THE EXERCISE — In the listing below, reproduce word for word every line from the one containing "student in the image." through the one containing "[513,423,559,563]", including both of those lines.

|---|

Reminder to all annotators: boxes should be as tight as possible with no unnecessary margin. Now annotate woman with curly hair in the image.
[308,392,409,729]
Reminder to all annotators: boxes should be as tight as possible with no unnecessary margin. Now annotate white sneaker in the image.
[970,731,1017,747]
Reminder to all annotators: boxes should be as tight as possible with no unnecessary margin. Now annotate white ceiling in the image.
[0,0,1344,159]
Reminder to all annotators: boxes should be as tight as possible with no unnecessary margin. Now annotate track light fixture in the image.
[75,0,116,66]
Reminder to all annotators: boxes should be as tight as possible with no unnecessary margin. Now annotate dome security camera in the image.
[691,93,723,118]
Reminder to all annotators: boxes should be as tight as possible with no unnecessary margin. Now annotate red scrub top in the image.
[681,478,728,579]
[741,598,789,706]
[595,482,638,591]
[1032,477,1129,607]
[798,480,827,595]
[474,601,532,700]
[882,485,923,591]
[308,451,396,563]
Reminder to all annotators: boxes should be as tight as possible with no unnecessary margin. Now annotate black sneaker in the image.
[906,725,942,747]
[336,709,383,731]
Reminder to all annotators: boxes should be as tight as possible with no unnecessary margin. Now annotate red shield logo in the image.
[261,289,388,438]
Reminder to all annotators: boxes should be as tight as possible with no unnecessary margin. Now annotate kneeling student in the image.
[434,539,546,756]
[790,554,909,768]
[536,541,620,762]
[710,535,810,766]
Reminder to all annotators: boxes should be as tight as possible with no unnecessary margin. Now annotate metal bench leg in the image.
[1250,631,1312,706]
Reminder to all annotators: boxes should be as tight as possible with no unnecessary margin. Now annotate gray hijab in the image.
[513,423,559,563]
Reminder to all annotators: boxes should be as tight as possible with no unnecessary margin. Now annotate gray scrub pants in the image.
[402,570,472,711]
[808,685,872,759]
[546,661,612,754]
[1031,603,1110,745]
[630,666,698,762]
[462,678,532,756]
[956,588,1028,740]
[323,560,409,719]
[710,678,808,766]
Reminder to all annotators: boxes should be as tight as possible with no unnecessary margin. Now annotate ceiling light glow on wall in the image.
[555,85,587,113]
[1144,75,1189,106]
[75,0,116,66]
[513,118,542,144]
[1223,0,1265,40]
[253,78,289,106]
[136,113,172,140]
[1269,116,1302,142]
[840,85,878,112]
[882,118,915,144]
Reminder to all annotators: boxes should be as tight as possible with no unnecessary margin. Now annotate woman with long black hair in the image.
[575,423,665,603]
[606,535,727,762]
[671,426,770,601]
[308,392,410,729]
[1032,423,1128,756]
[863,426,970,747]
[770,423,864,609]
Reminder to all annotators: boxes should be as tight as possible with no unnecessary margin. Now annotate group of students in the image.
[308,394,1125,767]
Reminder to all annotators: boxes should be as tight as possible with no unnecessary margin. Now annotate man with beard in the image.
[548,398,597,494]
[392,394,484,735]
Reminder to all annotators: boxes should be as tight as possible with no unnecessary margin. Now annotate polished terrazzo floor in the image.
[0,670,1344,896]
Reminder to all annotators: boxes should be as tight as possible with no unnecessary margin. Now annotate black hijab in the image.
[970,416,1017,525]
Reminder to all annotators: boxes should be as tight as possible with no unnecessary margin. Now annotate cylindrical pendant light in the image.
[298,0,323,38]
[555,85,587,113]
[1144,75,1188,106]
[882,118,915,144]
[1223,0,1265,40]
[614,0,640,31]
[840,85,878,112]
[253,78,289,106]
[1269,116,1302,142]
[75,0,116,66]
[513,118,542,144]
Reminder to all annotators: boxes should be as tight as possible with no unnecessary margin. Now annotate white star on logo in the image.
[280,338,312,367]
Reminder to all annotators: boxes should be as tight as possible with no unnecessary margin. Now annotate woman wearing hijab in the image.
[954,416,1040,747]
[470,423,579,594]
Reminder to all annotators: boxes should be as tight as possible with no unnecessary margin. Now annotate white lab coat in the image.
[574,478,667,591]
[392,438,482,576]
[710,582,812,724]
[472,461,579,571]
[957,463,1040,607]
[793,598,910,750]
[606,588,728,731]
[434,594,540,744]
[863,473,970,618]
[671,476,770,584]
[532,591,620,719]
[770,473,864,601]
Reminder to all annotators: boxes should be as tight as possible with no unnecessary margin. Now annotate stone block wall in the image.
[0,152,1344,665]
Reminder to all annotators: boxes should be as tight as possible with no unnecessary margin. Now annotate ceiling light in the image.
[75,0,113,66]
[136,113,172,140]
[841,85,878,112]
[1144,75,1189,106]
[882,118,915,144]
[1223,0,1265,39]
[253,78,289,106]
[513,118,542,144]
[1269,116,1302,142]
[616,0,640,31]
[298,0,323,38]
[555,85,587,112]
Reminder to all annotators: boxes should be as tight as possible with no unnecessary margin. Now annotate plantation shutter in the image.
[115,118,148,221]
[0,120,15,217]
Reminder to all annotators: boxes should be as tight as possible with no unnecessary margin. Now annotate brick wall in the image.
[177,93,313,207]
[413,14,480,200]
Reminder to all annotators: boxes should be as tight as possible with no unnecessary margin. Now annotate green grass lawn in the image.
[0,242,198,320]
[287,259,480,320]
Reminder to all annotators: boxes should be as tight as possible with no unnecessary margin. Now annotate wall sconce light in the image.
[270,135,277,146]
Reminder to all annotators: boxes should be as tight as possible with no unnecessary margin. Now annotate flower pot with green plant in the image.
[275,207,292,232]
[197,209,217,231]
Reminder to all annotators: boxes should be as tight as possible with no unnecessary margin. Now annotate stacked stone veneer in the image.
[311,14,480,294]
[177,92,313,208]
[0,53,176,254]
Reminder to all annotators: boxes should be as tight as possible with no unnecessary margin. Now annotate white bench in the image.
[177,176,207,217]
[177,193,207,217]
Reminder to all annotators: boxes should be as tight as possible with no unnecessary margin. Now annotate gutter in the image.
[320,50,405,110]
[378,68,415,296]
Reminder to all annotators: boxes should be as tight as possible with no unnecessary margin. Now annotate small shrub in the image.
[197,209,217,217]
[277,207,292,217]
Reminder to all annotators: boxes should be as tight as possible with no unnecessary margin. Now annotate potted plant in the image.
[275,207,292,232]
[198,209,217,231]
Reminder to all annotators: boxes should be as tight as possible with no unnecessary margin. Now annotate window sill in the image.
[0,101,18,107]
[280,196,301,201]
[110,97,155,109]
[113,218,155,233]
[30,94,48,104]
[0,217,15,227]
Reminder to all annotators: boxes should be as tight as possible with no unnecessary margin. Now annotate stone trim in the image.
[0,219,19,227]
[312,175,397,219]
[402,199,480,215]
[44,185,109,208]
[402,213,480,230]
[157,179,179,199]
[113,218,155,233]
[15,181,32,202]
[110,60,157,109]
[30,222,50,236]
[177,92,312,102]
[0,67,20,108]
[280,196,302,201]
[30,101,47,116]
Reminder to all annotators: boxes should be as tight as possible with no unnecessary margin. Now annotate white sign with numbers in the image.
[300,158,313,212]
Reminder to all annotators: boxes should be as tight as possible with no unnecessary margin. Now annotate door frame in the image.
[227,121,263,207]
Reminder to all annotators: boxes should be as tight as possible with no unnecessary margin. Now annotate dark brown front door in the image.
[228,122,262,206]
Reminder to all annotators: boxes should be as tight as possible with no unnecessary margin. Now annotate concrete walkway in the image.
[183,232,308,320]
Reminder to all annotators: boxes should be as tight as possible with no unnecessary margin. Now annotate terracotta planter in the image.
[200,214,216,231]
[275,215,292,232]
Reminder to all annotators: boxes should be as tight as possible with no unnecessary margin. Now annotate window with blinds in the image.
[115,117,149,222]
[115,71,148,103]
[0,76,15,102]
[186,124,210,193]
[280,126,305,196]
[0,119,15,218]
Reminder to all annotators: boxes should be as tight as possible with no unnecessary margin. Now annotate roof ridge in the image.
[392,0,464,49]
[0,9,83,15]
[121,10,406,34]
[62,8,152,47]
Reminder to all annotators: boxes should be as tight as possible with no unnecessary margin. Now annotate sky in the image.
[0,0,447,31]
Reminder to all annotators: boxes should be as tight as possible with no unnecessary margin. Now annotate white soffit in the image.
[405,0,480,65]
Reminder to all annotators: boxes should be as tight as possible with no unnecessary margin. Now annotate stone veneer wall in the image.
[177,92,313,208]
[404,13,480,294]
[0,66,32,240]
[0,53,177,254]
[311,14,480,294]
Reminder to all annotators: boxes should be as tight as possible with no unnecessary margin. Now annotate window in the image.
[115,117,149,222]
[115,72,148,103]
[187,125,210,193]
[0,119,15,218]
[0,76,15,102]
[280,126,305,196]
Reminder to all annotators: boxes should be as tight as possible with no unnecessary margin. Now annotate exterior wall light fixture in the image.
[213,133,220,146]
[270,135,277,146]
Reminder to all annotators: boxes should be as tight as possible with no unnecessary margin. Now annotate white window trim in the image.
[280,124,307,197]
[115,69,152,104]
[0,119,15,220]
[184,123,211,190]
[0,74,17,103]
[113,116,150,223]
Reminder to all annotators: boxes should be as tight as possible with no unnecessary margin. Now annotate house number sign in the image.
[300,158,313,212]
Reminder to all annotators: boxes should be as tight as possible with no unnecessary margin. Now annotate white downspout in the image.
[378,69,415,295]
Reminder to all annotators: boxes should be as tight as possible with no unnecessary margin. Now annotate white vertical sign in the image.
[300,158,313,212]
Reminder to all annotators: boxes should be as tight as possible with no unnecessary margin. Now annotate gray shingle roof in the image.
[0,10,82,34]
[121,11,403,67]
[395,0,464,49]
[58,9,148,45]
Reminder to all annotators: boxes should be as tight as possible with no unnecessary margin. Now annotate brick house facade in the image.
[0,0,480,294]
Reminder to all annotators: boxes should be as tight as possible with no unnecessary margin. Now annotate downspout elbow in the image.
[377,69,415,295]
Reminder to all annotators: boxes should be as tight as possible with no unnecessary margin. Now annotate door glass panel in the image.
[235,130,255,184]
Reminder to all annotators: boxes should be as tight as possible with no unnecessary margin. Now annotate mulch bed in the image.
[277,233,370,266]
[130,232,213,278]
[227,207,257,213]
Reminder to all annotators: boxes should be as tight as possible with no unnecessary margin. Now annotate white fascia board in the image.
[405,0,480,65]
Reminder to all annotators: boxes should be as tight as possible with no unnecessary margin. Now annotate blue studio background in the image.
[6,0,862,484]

|---|

RESPONSE TO THE EXERCISE —
Reminder to all annotators: boxes should be as tight as possible with no unnecessary margin. Now annotate kneeling student in the image.
[434,539,546,756]
[790,554,909,768]
[536,541,620,762]
[710,535,810,766]
Reminder to all annotators: boxes should be as tight as possible with no unnecessary margin. Now annotate metal bench leg in the image.
[1250,631,1312,706]
Reminder to all annotators: boxes should be as tight as possible with no unnecessary margin. Now annotate gray hijab in the image.
[513,423,559,563]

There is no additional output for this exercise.